++++ Records
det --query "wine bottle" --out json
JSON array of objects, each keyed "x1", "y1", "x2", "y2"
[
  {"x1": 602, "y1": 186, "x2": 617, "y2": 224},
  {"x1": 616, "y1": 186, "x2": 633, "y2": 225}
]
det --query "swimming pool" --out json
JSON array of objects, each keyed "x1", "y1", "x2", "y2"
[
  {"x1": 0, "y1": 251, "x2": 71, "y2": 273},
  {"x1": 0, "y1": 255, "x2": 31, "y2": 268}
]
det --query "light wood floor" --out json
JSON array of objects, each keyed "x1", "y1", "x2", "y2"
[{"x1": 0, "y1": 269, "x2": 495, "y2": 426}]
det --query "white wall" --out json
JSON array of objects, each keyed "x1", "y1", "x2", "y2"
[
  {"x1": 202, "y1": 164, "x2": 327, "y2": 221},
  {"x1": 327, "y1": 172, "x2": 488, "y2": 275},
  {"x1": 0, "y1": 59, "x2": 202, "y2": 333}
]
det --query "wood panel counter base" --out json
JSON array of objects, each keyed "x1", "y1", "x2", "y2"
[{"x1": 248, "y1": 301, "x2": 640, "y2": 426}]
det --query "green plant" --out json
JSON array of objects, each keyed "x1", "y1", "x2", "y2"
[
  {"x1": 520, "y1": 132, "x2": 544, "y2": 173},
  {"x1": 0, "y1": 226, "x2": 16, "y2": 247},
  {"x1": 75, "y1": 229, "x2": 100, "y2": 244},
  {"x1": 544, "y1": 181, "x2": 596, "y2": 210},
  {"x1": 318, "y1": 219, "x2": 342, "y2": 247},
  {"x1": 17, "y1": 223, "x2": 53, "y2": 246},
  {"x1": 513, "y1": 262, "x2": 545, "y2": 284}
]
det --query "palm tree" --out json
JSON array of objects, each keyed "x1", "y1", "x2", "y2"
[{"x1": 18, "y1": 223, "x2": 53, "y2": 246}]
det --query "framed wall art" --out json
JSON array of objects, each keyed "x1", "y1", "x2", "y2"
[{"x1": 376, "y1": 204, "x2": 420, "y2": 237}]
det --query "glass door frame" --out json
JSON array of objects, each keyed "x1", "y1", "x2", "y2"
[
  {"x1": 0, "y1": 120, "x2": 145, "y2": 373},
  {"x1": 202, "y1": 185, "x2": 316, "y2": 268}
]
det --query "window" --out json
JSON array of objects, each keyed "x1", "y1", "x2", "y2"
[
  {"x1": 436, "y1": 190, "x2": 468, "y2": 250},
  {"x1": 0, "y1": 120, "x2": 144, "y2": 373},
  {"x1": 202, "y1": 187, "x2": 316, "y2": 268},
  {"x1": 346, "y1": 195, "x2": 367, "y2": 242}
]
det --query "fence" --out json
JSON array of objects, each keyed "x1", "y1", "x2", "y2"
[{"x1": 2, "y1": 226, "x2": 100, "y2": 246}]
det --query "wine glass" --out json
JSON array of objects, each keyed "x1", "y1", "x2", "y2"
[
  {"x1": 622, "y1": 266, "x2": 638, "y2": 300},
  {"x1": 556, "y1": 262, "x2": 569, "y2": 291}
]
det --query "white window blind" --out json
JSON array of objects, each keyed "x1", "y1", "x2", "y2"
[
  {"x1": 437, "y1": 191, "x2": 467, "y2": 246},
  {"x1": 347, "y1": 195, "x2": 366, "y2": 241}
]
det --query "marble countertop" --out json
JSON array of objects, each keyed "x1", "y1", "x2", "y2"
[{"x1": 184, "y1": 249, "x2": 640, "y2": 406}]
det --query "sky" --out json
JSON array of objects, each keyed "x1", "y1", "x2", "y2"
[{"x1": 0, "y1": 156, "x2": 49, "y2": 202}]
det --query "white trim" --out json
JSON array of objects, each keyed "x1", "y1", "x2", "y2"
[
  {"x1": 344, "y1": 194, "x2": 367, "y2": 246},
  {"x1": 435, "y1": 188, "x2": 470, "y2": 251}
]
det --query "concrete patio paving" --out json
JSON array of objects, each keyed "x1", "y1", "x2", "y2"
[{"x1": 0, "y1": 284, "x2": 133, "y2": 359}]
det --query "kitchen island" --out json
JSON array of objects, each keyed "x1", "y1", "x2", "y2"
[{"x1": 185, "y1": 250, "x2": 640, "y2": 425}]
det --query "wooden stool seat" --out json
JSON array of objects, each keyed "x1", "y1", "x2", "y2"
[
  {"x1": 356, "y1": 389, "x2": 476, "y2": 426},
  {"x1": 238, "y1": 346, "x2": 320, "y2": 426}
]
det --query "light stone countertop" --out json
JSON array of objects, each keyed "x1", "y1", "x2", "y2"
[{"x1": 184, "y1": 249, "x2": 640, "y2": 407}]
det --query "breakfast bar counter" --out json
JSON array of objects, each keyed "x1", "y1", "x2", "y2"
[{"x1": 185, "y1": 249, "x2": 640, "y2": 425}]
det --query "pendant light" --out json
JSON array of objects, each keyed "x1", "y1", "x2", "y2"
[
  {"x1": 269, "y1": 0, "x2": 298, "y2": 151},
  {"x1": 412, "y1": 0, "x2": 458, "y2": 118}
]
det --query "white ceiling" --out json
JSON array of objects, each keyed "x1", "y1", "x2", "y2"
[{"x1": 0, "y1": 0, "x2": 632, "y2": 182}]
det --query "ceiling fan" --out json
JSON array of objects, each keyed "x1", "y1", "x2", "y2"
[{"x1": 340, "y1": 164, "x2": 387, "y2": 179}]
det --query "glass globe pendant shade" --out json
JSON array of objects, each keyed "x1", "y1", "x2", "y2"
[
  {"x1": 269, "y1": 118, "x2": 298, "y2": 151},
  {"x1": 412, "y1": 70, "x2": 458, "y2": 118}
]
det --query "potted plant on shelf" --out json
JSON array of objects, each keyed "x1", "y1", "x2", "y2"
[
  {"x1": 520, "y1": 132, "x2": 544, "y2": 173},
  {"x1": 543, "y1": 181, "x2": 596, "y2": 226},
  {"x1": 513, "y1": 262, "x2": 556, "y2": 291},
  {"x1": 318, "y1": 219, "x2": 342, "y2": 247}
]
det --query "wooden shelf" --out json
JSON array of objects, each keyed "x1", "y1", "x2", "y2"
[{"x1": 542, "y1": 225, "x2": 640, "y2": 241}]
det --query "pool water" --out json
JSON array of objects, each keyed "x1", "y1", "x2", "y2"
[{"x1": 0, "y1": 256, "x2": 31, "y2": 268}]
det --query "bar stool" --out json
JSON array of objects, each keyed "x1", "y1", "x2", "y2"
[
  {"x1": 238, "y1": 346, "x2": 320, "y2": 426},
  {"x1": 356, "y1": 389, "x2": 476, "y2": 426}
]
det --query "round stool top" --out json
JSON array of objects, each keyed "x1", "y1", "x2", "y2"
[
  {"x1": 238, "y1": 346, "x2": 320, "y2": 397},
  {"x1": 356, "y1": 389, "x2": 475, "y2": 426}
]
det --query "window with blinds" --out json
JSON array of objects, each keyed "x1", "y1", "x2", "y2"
++++++++
= Job =
Count how many lines in the records contain the word "ceiling", treating uppercase and lowercase as different, and reply with that number only.

= Result for this task =
2